▶ **TEXT EXCERPT**:
+ + + + +
KWNZ (106.3 FM) is a radio station licensed to Lovelock, Nevada, United States, broadcasting a Spanish Top 40 (CHR) format as "Latino 106.3". The station is owned by Lazer Broadcasting.

History

106-3 Pop-FM
On May 6, 2013 at 1:06pm, KWNZ signed as 106-3 Pop-FM with a Rhythmic AC format. The first song was "Pop Muzik" by M. On July 22, 2013, The station debuted their on-air lineup with Freddie Bueno hosting mornings, Melody Minx in middays, KWNZ alum "Wild Bill" Shakespeare in afternoons and Reno radio vet Rick Carter at night.

In March 2014, KWNZ added the syndicated The Bert Show for mornings and Matt Million for middays, who previously held down the midday shift on the original 97.3 KWNZ in the 1990s.
+ + + + +
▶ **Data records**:
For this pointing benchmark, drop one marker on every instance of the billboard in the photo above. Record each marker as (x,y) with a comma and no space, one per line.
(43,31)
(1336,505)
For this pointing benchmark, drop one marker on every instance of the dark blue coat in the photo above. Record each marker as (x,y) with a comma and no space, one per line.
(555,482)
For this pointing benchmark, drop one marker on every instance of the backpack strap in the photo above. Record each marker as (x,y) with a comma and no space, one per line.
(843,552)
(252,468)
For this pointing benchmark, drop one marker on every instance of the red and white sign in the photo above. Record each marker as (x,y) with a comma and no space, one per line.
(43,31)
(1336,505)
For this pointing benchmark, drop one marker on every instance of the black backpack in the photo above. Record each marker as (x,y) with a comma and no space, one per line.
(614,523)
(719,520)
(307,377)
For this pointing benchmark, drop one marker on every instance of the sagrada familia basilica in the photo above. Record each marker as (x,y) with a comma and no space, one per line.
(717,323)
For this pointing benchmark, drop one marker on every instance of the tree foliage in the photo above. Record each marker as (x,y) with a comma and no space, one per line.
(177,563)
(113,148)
+ + + + +
▶ **REQUESTS**:
A: Answer these questions using the KWNZ text:
(i) To what city is KWNZ licensed?
(ii) What was the first song played when KWNZ signed on as 106-3 Pop-FM?
(iii) Which syndicated program did KWNZ add for mornings in March 2014?
B: Reproduce the KWNZ text, everything from "In March 2014, KWNZ" down to "in the 1990s.".

▶ **ANSWERS TO THE EXERCISES**:
A:
(i) Lovelock, Nevada
(ii) "Pop Muzik" by M
(iii) The Bert Show

B:
In March 2014, KWNZ added the syndicated The Bert Show for mornings and Matt Million for middays, who previously held down the midday shift on the original 97.3 KWNZ in the 1990s.